• Task description
Locate each line in the records below that contains the string "shirt", and copy every such line.

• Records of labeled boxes
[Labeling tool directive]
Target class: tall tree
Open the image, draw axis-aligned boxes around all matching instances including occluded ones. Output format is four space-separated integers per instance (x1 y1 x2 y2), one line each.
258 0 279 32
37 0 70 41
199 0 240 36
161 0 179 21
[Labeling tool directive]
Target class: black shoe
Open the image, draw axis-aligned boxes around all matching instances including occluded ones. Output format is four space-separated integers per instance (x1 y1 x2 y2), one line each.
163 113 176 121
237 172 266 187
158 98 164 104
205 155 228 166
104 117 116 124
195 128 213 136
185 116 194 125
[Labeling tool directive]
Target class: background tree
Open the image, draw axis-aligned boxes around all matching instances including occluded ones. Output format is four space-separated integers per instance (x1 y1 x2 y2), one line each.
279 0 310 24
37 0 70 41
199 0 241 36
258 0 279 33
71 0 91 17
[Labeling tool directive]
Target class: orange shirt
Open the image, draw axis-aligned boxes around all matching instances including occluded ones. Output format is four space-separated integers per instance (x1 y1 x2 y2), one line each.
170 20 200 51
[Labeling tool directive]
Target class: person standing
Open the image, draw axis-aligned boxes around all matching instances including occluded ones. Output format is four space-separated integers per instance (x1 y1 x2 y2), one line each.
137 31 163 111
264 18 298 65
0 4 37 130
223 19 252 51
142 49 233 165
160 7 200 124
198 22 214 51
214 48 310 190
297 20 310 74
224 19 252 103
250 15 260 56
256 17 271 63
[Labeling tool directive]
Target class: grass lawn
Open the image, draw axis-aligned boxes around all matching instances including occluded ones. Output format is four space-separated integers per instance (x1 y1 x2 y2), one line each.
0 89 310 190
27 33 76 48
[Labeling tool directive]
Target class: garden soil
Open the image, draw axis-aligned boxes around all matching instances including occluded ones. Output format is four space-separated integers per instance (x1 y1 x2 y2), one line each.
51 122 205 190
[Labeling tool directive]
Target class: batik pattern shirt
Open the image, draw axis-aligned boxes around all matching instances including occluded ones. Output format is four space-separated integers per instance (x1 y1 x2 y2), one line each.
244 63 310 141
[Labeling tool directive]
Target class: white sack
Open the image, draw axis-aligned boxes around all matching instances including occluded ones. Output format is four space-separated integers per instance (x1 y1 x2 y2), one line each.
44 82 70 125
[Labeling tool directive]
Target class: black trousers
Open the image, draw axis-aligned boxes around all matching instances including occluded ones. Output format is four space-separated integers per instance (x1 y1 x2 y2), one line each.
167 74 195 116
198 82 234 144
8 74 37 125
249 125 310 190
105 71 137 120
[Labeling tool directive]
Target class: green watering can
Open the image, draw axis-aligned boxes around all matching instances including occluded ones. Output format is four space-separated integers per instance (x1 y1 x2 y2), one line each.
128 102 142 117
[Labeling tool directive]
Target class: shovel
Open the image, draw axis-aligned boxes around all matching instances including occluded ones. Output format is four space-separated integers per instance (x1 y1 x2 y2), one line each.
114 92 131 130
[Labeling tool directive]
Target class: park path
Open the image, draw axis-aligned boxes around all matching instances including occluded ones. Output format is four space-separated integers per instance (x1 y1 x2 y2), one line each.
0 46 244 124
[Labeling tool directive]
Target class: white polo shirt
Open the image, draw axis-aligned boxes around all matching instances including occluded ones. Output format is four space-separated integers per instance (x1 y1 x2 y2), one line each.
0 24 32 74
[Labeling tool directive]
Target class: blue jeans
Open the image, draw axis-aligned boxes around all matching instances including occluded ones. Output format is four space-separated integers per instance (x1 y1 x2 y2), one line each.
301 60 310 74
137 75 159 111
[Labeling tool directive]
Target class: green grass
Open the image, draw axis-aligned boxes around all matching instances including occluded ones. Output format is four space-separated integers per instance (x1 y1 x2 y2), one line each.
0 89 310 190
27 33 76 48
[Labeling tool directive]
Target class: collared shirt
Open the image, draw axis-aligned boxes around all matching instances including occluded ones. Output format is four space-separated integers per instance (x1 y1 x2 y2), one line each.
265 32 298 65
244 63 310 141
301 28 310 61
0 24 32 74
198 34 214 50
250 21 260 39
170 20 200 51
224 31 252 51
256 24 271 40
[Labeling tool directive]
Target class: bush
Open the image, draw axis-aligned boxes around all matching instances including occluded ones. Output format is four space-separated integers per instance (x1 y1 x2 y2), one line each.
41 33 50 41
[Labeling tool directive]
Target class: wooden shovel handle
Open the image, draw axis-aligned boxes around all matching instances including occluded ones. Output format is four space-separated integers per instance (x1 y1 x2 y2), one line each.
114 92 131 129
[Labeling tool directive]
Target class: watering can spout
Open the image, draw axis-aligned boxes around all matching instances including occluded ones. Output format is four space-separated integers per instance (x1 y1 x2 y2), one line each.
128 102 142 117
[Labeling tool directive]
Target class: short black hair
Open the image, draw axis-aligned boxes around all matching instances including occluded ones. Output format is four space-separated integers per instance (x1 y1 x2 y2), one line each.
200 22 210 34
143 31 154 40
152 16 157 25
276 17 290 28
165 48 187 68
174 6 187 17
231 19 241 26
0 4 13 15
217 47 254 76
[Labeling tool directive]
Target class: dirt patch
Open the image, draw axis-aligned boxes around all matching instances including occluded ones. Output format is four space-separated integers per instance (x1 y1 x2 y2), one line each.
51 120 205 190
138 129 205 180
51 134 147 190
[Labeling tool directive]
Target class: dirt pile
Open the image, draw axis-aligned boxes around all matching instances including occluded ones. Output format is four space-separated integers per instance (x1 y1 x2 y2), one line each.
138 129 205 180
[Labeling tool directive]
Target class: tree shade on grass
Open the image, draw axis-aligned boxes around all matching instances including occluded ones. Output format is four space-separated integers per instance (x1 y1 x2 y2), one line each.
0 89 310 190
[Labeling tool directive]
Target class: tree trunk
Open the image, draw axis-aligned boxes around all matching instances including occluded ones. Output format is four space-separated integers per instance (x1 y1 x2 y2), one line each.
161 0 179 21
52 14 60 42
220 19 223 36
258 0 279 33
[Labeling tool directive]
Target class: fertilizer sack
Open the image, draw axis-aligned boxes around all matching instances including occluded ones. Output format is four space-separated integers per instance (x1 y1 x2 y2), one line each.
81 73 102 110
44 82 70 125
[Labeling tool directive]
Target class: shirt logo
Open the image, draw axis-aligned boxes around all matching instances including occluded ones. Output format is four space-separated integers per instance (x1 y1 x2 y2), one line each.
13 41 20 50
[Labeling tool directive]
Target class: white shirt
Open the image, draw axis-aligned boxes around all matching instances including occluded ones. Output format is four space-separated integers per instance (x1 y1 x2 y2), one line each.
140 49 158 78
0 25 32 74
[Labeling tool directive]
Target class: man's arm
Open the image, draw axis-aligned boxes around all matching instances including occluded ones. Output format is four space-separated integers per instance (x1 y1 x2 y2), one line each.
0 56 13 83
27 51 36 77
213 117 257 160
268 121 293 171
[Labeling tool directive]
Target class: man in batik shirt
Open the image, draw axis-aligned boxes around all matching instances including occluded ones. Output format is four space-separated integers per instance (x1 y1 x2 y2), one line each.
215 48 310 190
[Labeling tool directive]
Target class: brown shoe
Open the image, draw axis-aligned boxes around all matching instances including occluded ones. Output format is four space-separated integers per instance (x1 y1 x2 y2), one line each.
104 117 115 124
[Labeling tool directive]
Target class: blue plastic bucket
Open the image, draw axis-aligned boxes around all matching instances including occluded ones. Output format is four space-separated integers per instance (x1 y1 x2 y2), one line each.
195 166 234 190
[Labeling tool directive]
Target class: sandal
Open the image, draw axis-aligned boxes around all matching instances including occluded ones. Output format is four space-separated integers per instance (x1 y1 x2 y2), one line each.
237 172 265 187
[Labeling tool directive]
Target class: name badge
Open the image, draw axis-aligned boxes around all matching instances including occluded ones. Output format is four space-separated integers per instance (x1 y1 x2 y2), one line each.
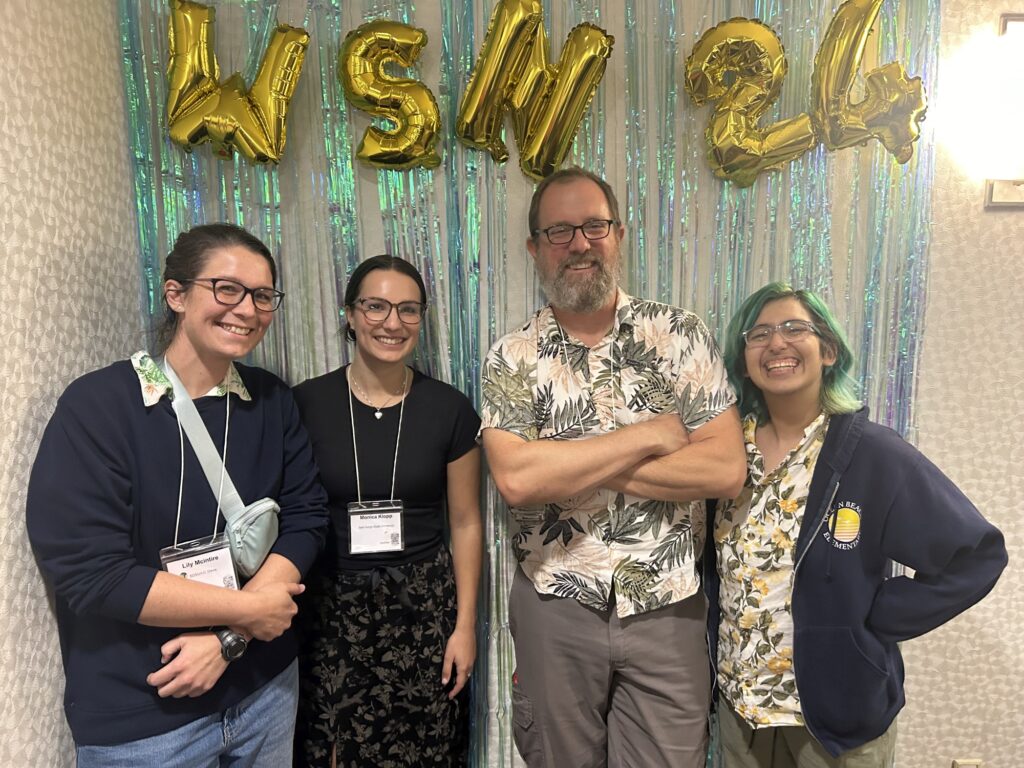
160 534 239 590
348 499 406 555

• Solution for this task
Target class: orange shirt
Target class: batik pattern shirt
Target class: white polo shirt
Target class: collared shirt
Target class: shirt logo
Target class: white shirt
Target class: man in batik shirt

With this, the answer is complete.